Copy out word for word the lines below that start at the line containing "man in dark" and end at the line containing "pixel 720 233", including both of those lines and nothing else.

___

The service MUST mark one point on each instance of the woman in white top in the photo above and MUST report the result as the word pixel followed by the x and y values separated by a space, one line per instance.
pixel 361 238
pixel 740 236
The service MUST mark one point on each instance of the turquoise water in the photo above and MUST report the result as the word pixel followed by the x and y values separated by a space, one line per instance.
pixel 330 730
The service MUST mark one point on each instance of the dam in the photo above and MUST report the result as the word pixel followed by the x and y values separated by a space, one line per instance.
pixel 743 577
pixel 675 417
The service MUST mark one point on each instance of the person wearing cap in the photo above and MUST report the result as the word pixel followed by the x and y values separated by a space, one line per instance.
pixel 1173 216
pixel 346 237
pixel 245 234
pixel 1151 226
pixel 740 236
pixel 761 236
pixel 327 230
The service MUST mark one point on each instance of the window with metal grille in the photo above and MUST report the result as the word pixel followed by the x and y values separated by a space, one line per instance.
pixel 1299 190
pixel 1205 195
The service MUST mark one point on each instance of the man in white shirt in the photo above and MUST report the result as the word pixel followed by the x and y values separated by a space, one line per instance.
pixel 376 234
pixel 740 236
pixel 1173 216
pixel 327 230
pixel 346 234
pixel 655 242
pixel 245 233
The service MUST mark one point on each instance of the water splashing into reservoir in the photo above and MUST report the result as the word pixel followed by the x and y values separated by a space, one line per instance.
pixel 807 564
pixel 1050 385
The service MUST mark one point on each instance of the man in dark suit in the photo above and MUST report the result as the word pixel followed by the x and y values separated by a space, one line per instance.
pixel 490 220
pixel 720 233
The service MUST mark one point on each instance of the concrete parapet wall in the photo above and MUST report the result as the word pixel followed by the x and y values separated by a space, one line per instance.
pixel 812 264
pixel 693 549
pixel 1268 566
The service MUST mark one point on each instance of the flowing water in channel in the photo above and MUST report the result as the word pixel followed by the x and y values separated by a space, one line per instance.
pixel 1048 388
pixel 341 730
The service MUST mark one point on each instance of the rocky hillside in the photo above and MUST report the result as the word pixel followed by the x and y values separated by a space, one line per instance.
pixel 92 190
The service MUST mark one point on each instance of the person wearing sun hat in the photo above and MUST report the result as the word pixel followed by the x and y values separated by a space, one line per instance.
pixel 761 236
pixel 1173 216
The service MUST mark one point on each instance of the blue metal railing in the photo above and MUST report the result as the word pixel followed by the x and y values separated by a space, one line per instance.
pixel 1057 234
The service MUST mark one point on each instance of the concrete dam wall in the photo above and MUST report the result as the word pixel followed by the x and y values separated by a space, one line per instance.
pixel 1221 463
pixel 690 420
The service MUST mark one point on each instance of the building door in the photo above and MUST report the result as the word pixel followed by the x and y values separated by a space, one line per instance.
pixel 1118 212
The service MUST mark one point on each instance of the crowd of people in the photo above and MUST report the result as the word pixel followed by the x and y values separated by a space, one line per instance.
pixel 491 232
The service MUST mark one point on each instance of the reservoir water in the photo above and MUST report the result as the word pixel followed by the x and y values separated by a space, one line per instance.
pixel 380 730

___

== SOLUTION ==
The service MUST mark one point on each instance of the man in dark suit in the photo above and MUST report the result as the word pixel followed by the x and y values separated by a space, one line per instance.
pixel 490 220
pixel 720 233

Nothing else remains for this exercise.